_WORK INSTRUCTIONS_
Search the records for lines with the word "below" and copy each match.

_RECORDS SHOWN_
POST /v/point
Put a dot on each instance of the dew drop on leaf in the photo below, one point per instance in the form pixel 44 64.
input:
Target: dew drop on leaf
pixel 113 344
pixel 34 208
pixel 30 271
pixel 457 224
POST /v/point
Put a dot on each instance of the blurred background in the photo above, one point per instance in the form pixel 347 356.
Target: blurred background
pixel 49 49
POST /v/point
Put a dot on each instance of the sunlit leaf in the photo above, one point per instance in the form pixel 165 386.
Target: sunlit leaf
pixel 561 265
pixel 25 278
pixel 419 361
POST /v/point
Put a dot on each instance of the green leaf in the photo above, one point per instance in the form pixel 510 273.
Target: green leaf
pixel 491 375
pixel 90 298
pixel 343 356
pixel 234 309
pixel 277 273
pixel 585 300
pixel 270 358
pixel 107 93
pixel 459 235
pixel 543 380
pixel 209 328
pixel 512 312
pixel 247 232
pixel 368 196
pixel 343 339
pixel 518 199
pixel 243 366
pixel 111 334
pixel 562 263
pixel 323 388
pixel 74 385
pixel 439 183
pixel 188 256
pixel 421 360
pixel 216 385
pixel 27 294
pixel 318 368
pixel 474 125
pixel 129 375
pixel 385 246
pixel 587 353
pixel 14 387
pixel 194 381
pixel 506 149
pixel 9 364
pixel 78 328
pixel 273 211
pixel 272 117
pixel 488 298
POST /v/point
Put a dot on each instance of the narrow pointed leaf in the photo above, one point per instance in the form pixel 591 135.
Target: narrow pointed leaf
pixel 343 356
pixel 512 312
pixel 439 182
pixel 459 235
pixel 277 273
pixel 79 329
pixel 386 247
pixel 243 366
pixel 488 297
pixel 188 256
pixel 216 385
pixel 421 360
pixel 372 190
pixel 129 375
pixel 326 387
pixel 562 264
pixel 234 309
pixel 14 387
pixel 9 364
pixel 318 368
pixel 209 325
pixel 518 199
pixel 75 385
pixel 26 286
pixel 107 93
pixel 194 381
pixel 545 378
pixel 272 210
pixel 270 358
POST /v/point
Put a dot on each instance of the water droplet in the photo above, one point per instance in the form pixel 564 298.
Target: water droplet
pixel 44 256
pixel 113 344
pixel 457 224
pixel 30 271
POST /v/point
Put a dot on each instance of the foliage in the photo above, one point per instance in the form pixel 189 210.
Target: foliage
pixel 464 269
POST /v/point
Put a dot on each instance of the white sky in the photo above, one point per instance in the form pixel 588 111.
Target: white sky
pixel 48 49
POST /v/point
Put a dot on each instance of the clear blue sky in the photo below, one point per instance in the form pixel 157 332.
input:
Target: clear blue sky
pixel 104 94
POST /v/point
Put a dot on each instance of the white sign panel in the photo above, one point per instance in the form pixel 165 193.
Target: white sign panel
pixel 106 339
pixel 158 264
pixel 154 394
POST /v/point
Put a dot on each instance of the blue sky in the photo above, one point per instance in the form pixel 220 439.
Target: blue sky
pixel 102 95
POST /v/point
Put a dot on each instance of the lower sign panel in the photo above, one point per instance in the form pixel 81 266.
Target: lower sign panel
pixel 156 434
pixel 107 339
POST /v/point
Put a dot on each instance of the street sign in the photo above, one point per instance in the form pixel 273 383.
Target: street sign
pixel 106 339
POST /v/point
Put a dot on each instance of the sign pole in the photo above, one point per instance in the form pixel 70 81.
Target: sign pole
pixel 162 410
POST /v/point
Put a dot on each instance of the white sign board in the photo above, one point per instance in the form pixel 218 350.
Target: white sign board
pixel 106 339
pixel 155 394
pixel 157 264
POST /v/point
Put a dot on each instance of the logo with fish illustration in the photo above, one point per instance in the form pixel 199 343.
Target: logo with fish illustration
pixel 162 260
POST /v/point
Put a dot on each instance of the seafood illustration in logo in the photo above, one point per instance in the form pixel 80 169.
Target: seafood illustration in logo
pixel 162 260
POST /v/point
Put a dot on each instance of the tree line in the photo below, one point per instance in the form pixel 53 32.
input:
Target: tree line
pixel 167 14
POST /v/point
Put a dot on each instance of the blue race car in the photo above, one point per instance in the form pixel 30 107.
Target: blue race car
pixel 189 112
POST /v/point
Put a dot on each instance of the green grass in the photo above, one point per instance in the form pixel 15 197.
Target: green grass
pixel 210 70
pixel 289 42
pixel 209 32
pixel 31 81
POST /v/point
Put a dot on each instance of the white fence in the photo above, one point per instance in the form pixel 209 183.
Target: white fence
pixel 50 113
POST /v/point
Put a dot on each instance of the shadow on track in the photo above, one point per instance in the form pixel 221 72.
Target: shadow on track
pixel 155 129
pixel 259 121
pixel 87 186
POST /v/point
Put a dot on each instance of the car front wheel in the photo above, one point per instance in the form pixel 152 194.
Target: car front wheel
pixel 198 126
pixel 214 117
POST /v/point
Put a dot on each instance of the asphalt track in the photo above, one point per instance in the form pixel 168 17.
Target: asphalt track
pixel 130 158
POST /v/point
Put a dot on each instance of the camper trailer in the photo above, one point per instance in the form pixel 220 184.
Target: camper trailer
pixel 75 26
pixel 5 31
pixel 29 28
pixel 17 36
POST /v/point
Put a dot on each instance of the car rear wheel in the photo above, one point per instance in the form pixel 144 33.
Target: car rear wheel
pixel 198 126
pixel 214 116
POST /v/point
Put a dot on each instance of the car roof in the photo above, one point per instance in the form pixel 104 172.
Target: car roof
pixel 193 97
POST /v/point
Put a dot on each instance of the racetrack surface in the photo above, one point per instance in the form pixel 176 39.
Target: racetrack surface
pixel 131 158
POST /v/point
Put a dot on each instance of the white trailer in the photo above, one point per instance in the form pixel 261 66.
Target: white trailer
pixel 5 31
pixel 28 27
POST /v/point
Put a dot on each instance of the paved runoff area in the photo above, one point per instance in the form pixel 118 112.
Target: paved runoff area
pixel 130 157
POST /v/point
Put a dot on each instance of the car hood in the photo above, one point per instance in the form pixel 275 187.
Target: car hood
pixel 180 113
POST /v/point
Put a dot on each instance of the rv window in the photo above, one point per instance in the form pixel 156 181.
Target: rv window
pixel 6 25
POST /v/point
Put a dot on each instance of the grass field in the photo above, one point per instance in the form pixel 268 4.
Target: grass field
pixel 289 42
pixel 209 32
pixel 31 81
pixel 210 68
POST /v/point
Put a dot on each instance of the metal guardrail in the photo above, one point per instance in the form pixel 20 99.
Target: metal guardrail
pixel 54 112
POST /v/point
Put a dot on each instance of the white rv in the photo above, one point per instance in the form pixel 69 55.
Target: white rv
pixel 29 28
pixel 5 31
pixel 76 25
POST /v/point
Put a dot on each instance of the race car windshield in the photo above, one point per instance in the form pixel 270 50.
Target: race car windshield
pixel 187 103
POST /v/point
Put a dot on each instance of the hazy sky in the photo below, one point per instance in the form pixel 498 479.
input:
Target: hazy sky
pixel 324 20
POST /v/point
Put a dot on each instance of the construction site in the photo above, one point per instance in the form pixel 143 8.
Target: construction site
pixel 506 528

_SOLUTION FOR THIS EXERCISE_
Put a dot on each instance of the dew drop on leaf in the photo below, one point per instance in the form pixel 44 64.
Put a dot on each instance of the clear blue sky in the photo below, one point per instance in the form pixel 157 332.
Put a dot on each instance of the tree line in the photo below, one point per instance in the form pixel 53 32.
Put a dot on each instance of the hazy sky in the photo below, one point per instance in the form pixel 498 479.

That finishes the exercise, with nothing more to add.